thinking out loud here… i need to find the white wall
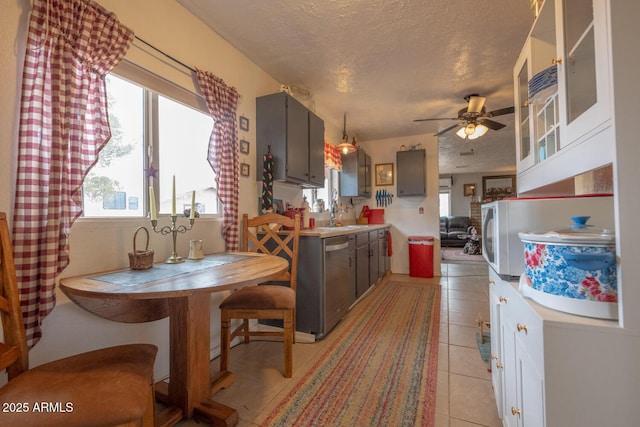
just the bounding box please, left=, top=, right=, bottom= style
left=0, top=0, right=341, bottom=382
left=356, top=136, right=441, bottom=276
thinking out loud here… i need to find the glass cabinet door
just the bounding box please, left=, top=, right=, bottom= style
left=556, top=0, right=610, bottom=148
left=515, top=54, right=534, bottom=172
left=563, top=0, right=596, bottom=124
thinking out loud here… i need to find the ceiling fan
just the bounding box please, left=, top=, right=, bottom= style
left=414, top=94, right=514, bottom=139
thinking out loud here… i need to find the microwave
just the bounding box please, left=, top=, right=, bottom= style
left=481, top=196, right=614, bottom=278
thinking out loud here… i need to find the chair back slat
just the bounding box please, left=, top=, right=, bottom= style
left=242, top=213, right=300, bottom=291
left=0, top=212, right=29, bottom=378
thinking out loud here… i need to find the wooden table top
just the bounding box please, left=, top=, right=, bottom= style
left=60, top=252, right=289, bottom=300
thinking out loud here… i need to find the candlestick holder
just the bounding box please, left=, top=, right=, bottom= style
left=150, top=215, right=195, bottom=263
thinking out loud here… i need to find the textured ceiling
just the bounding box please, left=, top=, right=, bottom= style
left=177, top=0, right=535, bottom=174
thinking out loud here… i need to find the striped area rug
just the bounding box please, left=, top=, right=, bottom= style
left=261, top=281, right=441, bottom=426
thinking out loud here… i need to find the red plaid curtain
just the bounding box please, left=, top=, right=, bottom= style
left=12, top=0, right=133, bottom=347
left=324, top=141, right=342, bottom=171
left=195, top=69, right=240, bottom=251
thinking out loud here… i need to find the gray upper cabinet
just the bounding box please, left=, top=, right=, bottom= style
left=396, top=149, right=426, bottom=197
left=256, top=92, right=324, bottom=187
left=340, top=149, right=371, bottom=198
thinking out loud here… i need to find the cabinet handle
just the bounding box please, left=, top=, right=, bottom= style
left=517, top=323, right=528, bottom=334
left=490, top=353, right=498, bottom=360
left=511, top=407, right=521, bottom=416
left=523, top=99, right=531, bottom=107
left=499, top=296, right=508, bottom=303
left=496, top=363, right=504, bottom=369
left=551, top=57, right=563, bottom=65
left=489, top=280, right=495, bottom=286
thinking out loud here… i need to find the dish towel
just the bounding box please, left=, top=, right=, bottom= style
left=386, top=230, right=393, bottom=256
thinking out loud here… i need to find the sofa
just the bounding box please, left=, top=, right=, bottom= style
left=440, top=216, right=473, bottom=247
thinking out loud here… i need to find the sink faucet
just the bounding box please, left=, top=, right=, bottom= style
left=329, top=200, right=336, bottom=227
left=329, top=189, right=338, bottom=227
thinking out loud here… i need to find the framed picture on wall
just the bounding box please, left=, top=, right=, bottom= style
left=483, top=175, right=516, bottom=200
left=239, top=116, right=250, bottom=131
left=240, top=163, right=250, bottom=177
left=375, top=163, right=394, bottom=186
left=240, top=139, right=250, bottom=154
left=463, top=183, right=476, bottom=197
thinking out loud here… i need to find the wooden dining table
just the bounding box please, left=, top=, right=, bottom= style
left=59, top=252, right=289, bottom=427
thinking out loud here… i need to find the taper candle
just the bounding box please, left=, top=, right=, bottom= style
left=190, top=191, right=196, bottom=219
left=172, top=175, right=176, bottom=216
left=149, top=186, right=157, bottom=220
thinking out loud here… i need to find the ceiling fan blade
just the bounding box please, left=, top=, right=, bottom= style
left=413, top=117, right=457, bottom=122
left=486, top=106, right=515, bottom=117
left=433, top=123, right=459, bottom=136
left=480, top=118, right=506, bottom=131
left=467, top=96, right=486, bottom=114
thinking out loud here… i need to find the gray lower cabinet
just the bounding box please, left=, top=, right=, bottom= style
left=268, top=228, right=390, bottom=340
left=356, top=232, right=369, bottom=298
left=378, top=229, right=389, bottom=278
left=368, top=230, right=379, bottom=287
left=397, top=149, right=426, bottom=197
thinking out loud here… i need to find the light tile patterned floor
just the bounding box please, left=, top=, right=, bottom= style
left=177, top=262, right=500, bottom=426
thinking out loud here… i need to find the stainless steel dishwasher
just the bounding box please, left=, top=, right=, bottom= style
left=323, top=235, right=353, bottom=335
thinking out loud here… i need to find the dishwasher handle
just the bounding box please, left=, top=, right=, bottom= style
left=325, top=241, right=349, bottom=252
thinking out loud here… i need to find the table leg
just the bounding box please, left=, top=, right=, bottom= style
left=163, top=295, right=239, bottom=426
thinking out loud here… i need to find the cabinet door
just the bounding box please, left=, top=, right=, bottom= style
left=489, top=286, right=505, bottom=419
left=308, top=110, right=325, bottom=186
left=514, top=47, right=534, bottom=173
left=369, top=239, right=379, bottom=287
left=348, top=250, right=357, bottom=307
left=340, top=150, right=370, bottom=197
left=340, top=151, right=359, bottom=196
left=285, top=96, right=310, bottom=183
left=396, top=149, right=426, bottom=197
left=356, top=244, right=369, bottom=297
left=502, top=318, right=518, bottom=427
left=378, top=234, right=387, bottom=279
left=555, top=0, right=611, bottom=147
left=516, top=338, right=545, bottom=427
left=359, top=151, right=371, bottom=198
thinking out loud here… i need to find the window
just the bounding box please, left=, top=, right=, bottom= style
left=439, top=191, right=450, bottom=217
left=302, top=168, right=339, bottom=210
left=82, top=74, right=216, bottom=217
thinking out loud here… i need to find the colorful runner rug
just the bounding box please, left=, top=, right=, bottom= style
left=261, top=281, right=441, bottom=426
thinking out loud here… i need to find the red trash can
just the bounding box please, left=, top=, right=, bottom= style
left=408, top=236, right=434, bottom=278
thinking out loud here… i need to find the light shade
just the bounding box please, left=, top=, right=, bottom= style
left=456, top=123, right=489, bottom=140
left=338, top=137, right=357, bottom=155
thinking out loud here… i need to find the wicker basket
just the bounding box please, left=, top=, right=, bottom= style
left=128, top=226, right=154, bottom=270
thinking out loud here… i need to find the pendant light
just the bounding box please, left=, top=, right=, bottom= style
left=337, top=113, right=357, bottom=155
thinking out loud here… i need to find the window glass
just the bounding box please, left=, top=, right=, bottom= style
left=82, top=76, right=144, bottom=216
left=158, top=96, right=215, bottom=215
left=439, top=191, right=450, bottom=217
left=82, top=74, right=217, bottom=217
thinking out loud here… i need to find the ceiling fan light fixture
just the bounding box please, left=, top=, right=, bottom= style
left=456, top=123, right=489, bottom=140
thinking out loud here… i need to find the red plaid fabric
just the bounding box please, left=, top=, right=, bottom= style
left=324, top=141, right=342, bottom=171
left=13, top=0, right=133, bottom=347
left=195, top=69, right=240, bottom=252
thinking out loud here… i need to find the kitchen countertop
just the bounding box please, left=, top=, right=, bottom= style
left=299, top=223, right=390, bottom=238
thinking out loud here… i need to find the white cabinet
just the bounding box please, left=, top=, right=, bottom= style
left=490, top=273, right=545, bottom=426
left=489, top=269, right=639, bottom=426
left=514, top=0, right=614, bottom=193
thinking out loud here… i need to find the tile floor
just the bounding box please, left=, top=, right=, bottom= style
left=177, top=261, right=501, bottom=426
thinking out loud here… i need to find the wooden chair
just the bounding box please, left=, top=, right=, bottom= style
left=0, top=212, right=157, bottom=427
left=219, top=213, right=300, bottom=378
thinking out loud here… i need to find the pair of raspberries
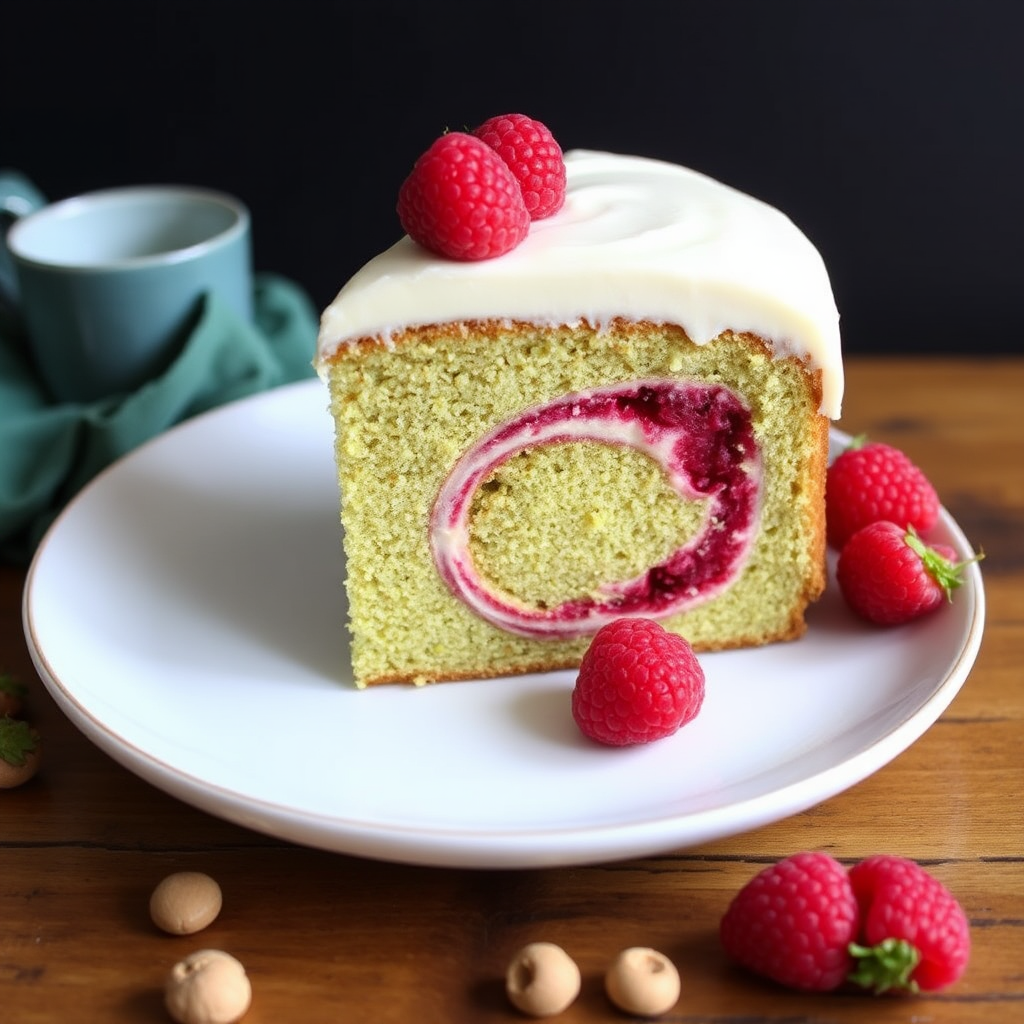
·····
→ Exercise
Work out how many lines of the material above contain the word "floor", then give only that figure.

→ Written solution
2